We define the composition vector of phase component j as

$$n_{j} = \left( {\begin{array}{*{20}c} {n_{1}^{j} } \\ {\begin{array}{*{20}c} {n_{2}^{j} } \\ {...} \\ \end{array} } \\ {n_{c}^{j} } \\ \end{array} } \right),$$

(4)

where \({n}_{i}^{j}\) gives the number of moles of component i contained per formula unit of phase or phase component j, and c is the number of components. We now build a matrix A using the composition vectors of the twelve phases or phase components and of oxygen as the columns of A and calculate the orthonormal basis of the zero space of A. This delivers a set of six linearly independent equations, which correspond to all linearly independent stoichiometric reaction equations that may be written among the phases and phase components:

$${\text{CaFe}}^{{{3} + }} {\text{AlSi}}_{{2}} {\text{O}}_{{8}} + {\text{ NaAlSi}}_{{3}} {\text{O}}_{{8}} = {\text{ CaAl}}_{{2}} {\text{Si}}_{{2}} {\text{O}}_{{8}} + {\text{ NaFe}}^{{{3} + }} {\text{Si}}_{{3}} {\text{O}}_{{8}}$$

(5)

**EXCERPTED RECORDS**
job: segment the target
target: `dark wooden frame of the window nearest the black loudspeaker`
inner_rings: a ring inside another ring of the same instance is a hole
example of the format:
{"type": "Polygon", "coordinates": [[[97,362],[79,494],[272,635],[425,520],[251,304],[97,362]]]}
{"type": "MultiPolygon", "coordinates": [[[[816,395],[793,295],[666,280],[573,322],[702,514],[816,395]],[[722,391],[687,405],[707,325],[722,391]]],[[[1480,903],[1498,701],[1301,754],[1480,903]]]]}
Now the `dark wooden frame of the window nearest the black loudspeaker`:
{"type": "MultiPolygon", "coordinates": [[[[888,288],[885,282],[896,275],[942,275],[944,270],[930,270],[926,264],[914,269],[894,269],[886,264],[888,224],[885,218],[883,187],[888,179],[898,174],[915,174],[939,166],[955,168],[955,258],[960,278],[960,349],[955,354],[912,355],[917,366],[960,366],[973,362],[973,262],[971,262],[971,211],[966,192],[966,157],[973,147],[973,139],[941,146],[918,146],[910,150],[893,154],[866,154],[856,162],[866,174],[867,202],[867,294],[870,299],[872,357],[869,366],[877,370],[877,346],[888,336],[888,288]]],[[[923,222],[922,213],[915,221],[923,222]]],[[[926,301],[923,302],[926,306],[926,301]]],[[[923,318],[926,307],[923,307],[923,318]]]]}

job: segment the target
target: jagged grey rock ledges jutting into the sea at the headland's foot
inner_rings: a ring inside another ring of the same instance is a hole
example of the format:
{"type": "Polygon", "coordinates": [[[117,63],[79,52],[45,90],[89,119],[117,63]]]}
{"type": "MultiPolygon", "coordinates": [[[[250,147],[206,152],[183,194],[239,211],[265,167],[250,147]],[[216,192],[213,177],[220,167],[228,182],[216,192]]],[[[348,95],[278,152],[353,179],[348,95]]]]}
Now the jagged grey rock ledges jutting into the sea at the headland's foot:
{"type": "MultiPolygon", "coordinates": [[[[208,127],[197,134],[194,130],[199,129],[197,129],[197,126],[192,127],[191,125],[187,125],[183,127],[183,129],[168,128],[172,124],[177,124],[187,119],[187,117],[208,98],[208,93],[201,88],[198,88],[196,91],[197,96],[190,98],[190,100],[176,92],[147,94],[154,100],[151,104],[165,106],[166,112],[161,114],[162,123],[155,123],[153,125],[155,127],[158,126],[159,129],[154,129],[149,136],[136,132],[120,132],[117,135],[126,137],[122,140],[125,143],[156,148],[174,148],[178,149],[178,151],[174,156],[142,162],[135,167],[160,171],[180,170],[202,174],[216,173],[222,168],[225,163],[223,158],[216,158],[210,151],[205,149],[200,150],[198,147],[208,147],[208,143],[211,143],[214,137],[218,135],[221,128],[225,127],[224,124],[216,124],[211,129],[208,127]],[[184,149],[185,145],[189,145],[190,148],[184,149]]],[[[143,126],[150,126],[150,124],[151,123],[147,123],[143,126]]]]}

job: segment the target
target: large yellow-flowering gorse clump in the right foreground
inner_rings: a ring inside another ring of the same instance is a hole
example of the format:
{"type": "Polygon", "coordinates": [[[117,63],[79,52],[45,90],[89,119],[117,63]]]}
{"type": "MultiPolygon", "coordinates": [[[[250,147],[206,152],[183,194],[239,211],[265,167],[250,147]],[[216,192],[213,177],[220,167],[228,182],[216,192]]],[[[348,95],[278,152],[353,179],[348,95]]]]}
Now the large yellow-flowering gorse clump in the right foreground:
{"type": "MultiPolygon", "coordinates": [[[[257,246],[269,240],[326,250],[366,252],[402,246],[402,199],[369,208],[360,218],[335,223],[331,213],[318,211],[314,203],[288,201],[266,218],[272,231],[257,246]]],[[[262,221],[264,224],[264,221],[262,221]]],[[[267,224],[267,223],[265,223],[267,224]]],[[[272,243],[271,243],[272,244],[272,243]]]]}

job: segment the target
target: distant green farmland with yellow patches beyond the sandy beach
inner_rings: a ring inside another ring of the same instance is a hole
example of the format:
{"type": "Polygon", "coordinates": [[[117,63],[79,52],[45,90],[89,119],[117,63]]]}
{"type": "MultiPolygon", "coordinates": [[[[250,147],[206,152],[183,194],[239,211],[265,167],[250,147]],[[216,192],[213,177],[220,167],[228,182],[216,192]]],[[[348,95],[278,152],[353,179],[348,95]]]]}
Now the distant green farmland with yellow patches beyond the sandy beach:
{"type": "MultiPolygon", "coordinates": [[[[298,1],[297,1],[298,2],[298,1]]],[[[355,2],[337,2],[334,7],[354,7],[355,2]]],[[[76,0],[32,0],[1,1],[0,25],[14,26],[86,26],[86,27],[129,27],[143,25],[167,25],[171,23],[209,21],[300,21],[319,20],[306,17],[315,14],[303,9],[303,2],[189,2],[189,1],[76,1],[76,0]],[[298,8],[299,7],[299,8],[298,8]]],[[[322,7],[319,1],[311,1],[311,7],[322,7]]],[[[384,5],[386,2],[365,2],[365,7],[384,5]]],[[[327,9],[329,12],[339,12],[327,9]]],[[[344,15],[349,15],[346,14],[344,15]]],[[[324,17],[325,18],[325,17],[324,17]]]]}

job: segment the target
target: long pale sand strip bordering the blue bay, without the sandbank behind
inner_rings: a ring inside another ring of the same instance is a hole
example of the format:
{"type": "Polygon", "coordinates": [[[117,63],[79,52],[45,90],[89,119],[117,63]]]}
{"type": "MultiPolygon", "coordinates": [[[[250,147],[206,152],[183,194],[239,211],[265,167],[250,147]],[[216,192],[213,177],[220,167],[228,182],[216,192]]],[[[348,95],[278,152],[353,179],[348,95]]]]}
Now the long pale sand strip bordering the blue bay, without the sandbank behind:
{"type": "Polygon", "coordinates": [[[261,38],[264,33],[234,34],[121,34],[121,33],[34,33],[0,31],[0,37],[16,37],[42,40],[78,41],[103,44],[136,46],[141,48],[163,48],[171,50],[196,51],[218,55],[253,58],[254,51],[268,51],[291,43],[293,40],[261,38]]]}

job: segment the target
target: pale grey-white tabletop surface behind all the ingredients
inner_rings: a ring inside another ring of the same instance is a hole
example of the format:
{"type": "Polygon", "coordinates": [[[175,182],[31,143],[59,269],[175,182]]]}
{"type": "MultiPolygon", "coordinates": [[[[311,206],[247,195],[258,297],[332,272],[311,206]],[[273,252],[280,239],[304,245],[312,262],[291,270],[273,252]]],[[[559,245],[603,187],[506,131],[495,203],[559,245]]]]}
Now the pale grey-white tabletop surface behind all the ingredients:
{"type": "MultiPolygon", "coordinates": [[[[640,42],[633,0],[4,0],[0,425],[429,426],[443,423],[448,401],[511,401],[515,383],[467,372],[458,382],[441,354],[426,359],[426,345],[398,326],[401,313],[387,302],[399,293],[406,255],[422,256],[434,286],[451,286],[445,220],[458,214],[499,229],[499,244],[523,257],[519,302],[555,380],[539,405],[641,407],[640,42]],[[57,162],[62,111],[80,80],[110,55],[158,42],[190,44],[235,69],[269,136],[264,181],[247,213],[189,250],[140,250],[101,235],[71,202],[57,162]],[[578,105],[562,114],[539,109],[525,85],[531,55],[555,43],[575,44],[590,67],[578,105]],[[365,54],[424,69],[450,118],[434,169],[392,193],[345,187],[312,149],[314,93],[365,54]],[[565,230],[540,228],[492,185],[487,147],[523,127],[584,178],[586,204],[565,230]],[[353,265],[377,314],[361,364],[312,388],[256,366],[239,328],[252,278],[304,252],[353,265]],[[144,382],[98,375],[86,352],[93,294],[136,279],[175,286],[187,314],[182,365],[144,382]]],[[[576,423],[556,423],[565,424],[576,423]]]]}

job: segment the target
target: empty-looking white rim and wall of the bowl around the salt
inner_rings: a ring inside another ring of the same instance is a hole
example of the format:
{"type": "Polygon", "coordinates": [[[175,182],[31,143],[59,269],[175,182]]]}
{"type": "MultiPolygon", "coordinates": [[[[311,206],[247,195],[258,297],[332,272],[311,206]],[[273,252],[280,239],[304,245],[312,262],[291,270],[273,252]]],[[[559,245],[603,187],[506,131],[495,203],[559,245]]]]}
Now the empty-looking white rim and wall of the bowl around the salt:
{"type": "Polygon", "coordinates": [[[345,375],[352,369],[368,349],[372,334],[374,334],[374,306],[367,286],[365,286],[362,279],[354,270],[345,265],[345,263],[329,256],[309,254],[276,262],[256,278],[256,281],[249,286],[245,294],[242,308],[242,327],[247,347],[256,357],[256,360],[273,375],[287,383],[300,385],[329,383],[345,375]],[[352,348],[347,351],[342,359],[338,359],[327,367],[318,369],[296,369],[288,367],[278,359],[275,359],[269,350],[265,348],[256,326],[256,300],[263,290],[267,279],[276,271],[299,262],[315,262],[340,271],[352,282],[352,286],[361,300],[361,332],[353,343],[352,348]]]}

**TASK SET**
1. List every chemical formula that appears in the reaction equation labeled (5) in the passage on composition vectors.
2. Based on the passage on composition vectors, decide whether each statement is true, and quote the words that decide it.
(a) The columns of matrix A are the composition vectors of twelve phases or phase components and of oxygen.
(b) Calculating the orthonormal basis of the zero space of A yields eight linearly independent equations.
(c) The letter c stands for the number of components.
3. Continue the passage on composition vectors from where it stops.

**ACTIVITY ANSWERS**
1.
CaFe³⁺AlSi₂O₈
NaAlSi₃O₈
CaAl₂Si₂O₈
NaFe³⁺Si₃O₈

2.
(a) Yes: "using the composition vectors of the twelve phases or phase components and of oxygen as the columns of A"
(b) No: "This delivers a set of six linearly independent equations"
(c) Yes: "and c is the number of components"

3.
$${\text{CaMgSi}}_{{3}} {\text{O}}_{{8}} + {\text{ FeSiO}}_{{3}} = {\text{ CaFe}}^{{{2} + }} {\text{Si}}_{{3}} {\text{O}}_{{8}} + {\text{ MgSiO}}_{{3}}$$

(6)

$${\text{CaAl}}_{{2}} {\text{Si}}_{{2}} {\text{O}}_{{8}} + {\text{ FeSiO}}_{{3}} = {\text{ Fe}}^{{{2} + }} {\text{Al}}_{{2}} {\text{Si}}_{{2}} {\text{O}}_{{8}} + {\text{ CaSiO}}_{{3}}$$

(7)

$${\text{2 CaFe}}^{{{3} + }} {\text{AlSi}}_{{2}} {\text{O}}_{{8}} + {\text{ 4 FeSiO}}_{{3}} = {\text{ 2 CaFe}}^{{{2} + }} {\text{Si}}_{{3}} {\text{O}}_{{8}} + {\text{ Fe}}^{{{2} + }} {\text{Al}}_{{2}} {\text{Si}}_{{2}} {\text{O}}_{{8}} + {\text{ Fe}}_{{3}} {\text{O}}_{{4}}$$

(8)

$${\text{2 CaFe}}^{{{3} + }} {\text{AlSi}}_{{2}} {\text{O}}_{{8}} + {\text{ CaMgSi}}_{{3}} {\text{O}}_{{8}} + {\text{ 4 FeSiO}}_{{3}} = {\text{ 3 CaFe}}^{{{2} + }} {\text{Si}}_{{3}} {\text{O}}_{{8}} + {\text{ Fe}}^{{{2} + }} {\text{Al}}_{{2}} {\text{Si}}_{{2}} {\text{O}}_{{8}} + {\text{ MgFe}}^{{{3} + }}_{{2}} {\text{O}}_{{4}}$$

(9)

$${\text{4 CaFe}}^{{{3} + }} {\text{AlSi}}_{{2}} {\text{O}}_{{8}} + {\text{ 2 CaFe}}^{{{2} + }} {\text{Si}}_{{3}} {\text{O}}_{{8}} + {\text{4 Fe}}^{{{2} + }} {\text{Al}}_{{2}} {\text{Si}}_{{2}} {\text{O}}_{{8}} = {\text{ 6 CaAl}}_{{2}} {\text{Si}}_{{2}} {\text{O}}_{{8}} + { 1}0{\text{ FeSiO}}_{{3}} + {\text{ O}}_{{2}}$$

(10)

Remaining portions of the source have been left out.